Die USA in der Zwickmühle
Während Ankara in Nordsyrien Fakten schafft, bevor andere es tun, sitzen die USA dort in der Bredouille. Sie haben die Wahl zwischen ihrem Nato-Verbündeten Türkei auf der einen Seite und den kurdischen Milizen auf der anderen Seite, ihrem zuverlässigsten Bündnispartner im Kampf gegen den IS. Entscheiden sie sich für die Kurden, könnte es östlich des Euphrat zu direkten Zusammenstößen zwischen türkischen und amerikanischen Streitkräften kommen. So würde die Lage vollends eskalieren, die Nato in eine tiefe Krise stürzen.

^^^^^^^^

Aufgaben —
**1)** Wen nennt der ausgewählte Text den zuverlässigsten Bündnispartner der USA im Kampf gegen den IS?
**2)** Fassen Sie den ausgewählten Text in zwei Sätzen zusammen.
**3)** Nennen Sie alle Eigennamen von Staaten, Städten, Regionen und Flüssen, die im ausgewählten Text vorkommen.

^^^^^^^^

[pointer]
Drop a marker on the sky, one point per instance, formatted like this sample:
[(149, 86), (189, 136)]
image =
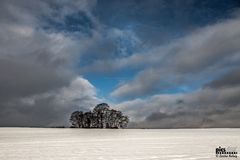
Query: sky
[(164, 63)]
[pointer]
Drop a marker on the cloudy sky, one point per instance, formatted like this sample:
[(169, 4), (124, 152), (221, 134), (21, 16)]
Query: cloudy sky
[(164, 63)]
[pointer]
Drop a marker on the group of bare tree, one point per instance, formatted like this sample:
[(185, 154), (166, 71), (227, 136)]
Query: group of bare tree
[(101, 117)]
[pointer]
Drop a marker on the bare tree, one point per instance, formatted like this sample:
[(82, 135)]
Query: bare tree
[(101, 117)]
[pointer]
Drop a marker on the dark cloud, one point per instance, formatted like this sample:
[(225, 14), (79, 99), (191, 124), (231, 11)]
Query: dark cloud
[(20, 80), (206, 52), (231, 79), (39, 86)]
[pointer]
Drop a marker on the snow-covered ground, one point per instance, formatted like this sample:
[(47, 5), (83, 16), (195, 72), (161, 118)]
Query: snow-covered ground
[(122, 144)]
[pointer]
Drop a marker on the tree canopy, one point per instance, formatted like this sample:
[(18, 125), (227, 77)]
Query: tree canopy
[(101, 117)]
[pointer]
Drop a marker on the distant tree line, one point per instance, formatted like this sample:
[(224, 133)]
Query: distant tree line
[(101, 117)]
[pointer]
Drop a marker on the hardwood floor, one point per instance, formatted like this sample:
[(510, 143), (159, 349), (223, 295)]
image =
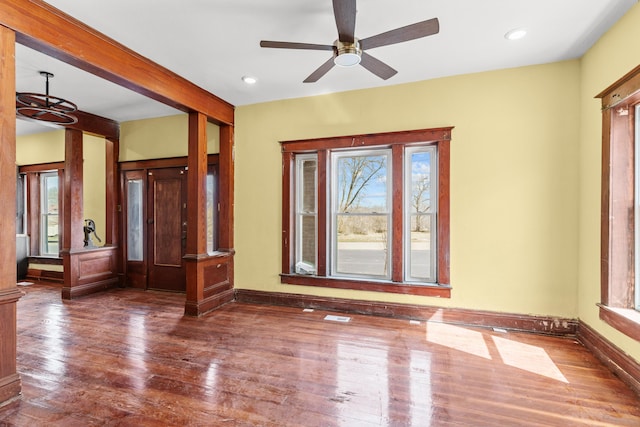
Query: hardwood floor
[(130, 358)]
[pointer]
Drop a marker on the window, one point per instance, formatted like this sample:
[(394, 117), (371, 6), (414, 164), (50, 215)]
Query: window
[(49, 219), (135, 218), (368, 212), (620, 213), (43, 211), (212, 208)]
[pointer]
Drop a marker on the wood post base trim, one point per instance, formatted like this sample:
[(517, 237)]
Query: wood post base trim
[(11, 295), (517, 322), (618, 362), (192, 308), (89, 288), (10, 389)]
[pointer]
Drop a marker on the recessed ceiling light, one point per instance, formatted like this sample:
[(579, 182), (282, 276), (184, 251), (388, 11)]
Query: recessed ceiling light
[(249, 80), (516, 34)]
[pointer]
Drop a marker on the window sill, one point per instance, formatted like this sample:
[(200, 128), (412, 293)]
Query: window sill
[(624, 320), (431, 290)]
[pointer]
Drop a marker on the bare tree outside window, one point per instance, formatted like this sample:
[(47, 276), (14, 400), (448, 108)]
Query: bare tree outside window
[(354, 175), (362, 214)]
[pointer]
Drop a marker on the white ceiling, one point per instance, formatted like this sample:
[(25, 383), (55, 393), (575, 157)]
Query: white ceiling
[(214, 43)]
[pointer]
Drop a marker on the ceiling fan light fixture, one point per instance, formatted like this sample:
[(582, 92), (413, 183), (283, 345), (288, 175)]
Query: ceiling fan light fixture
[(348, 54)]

^^^^^^^^

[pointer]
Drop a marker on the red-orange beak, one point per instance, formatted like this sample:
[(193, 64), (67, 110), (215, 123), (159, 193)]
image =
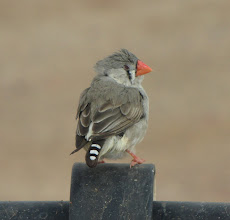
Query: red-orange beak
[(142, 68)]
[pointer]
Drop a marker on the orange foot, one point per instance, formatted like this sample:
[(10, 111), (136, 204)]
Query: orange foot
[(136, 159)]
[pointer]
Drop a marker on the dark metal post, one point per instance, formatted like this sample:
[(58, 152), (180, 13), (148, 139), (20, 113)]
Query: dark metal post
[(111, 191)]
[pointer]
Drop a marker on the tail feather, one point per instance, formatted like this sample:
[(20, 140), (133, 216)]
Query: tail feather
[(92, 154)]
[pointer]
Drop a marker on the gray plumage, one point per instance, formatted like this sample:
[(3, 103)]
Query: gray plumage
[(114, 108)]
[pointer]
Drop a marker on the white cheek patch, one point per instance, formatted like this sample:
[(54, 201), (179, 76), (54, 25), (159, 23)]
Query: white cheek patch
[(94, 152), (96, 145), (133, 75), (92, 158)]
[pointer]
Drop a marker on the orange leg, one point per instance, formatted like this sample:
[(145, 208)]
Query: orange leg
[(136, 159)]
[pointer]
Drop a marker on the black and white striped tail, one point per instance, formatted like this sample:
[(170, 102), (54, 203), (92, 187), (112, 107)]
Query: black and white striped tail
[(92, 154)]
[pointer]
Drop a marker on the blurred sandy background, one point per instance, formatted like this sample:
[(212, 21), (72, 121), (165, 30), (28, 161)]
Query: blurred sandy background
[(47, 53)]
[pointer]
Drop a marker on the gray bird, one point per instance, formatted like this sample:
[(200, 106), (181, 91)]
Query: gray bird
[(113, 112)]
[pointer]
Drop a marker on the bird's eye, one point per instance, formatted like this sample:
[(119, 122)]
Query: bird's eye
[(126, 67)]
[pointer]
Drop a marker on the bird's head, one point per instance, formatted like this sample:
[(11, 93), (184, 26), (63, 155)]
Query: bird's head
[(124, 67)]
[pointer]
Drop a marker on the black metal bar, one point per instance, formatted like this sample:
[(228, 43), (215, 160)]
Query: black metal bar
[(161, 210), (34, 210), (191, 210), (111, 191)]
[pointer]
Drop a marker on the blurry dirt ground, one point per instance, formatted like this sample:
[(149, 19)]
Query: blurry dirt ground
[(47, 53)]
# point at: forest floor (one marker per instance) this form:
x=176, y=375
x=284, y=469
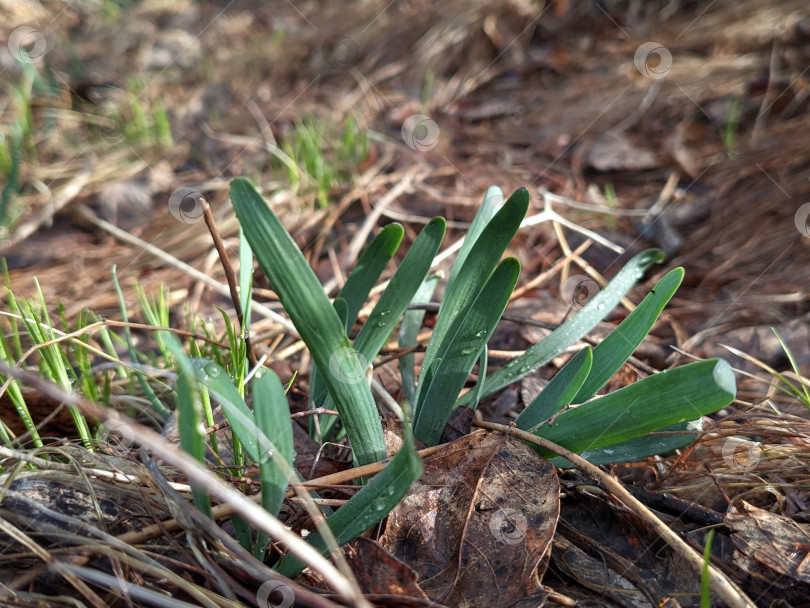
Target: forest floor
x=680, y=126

^^^^^^^^

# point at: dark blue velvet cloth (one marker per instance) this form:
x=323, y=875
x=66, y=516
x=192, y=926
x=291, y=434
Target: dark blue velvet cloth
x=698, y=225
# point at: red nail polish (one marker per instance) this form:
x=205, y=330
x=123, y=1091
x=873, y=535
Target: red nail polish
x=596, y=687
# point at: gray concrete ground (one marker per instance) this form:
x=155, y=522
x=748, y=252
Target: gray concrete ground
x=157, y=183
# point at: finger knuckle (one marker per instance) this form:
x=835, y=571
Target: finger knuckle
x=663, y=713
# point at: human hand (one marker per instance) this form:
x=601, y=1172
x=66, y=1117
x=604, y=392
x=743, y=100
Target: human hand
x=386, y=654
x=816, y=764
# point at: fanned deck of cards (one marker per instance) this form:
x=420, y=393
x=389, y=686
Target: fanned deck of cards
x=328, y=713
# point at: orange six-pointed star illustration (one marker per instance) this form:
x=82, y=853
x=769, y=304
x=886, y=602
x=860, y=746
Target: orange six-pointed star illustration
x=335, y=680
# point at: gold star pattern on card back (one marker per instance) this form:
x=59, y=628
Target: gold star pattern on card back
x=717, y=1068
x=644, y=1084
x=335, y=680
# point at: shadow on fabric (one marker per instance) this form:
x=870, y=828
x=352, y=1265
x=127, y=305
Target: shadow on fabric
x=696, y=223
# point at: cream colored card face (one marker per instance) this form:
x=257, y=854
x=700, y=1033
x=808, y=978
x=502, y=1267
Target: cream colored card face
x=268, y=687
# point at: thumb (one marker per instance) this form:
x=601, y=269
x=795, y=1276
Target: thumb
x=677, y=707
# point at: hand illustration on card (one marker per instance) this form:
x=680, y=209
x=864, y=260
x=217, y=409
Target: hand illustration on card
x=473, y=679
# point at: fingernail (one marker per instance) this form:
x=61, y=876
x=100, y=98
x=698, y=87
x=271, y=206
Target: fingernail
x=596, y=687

^^^^^^^^

Lösungen —
**1)** Die kurdischen Milizen.

**2)** Während Ankara in Nordsyrien Fakten schafft, müssen die USA dort zwischen ihrem Nato-Verbündeten Türkei und den kurdischen Milizen wählen, ihrem zuverlässigsten Partner gegen den IS. Entscheiden sie sich für die Kurden, könnte es östlich des Euphrat zu direkten Zusammenstößen zwischen türkischen und amerikanischen Streitkräften kommen, was die Lage eskalieren ließe und die Nato in eine tiefe Krise stürzen würde.

**3)** USA, Ankara, Nordsyrien, Türkei, Euphrat